-- Begin Items --

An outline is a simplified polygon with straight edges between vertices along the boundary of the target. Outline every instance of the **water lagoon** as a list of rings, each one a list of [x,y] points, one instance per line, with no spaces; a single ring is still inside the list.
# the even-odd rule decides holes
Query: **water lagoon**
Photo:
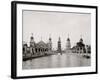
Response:
[[[22,62],[23,69],[43,69],[62,67],[84,67],[91,66],[91,58],[83,57],[77,53],[63,53],[44,56]]]

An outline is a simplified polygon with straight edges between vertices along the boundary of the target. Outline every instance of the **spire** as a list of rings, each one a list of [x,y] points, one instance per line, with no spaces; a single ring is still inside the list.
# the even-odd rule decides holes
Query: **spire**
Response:
[[[60,36],[59,36],[59,41],[61,41]]]
[[[68,34],[68,38],[67,38],[67,41],[70,41],[70,39],[69,39],[69,34]]]
[[[31,40],[33,40],[34,38],[33,38],[33,33],[31,33]]]
[[[41,36],[41,41],[42,41],[42,36]]]
[[[51,41],[51,34],[49,34],[49,40]]]
[[[83,42],[82,35],[80,35],[80,37],[81,37],[81,38],[80,38],[80,42]]]

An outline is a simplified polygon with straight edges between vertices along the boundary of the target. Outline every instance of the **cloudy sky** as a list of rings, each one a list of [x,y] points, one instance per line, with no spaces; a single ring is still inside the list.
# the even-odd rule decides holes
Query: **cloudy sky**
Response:
[[[91,43],[91,14],[63,13],[46,11],[23,11],[23,41],[29,43],[33,33],[35,42],[41,39],[48,42],[52,38],[53,48],[57,48],[58,38],[61,37],[62,49],[66,40],[71,40],[71,47],[83,38],[85,44]]]

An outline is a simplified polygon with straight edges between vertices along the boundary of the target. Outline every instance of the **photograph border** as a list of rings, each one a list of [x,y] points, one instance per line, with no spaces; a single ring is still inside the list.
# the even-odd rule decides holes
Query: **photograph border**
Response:
[[[28,5],[49,5],[59,7],[79,7],[79,8],[93,8],[96,10],[96,69],[95,72],[82,72],[82,73],[64,73],[64,74],[50,74],[50,75],[37,75],[37,76],[17,76],[17,4]],[[42,3],[42,2],[24,2],[24,1],[12,1],[11,2],[11,78],[38,78],[38,77],[55,77],[55,76],[67,76],[67,75],[85,75],[85,74],[97,74],[98,73],[98,7],[89,5],[73,5],[73,4],[57,4],[57,3]]]

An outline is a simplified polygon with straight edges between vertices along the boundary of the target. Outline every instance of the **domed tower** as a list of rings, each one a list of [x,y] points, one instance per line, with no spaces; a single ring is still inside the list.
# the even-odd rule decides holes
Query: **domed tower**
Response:
[[[35,42],[34,42],[34,37],[33,37],[33,33],[30,37],[30,47],[34,47],[35,46]]]
[[[49,37],[48,45],[49,45],[49,50],[51,51],[52,50],[52,39],[51,39],[51,37]]]
[[[70,50],[71,50],[71,43],[70,43],[70,38],[68,35],[67,43],[66,43],[66,51],[69,52]]]
[[[34,42],[33,33],[30,37],[30,53],[35,54],[35,42]]]
[[[61,39],[60,39],[60,37],[59,37],[59,40],[58,40],[58,53],[61,53],[62,52],[62,50],[61,50]]]
[[[79,42],[83,43],[82,35],[81,35],[81,38],[80,38],[80,41]]]

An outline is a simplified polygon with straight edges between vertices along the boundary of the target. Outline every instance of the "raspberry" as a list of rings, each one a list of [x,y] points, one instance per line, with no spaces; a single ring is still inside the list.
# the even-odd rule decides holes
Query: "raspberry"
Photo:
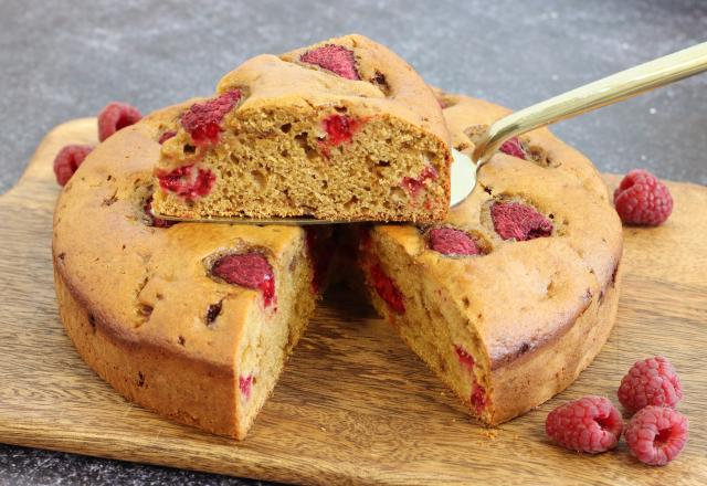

-- End Items --

◆ What the task requires
Please show each line of the items above that contains the word "tower".

◆ Correct result
An outline is a simplified polygon with straight edges between vertices along the boundary of the target. Outline every instance of the **domed tower** as a list of rings, each one a list of [x,y] points, one instance per line, with no spaces; a single ring is still inside the list.
Query: **domed tower**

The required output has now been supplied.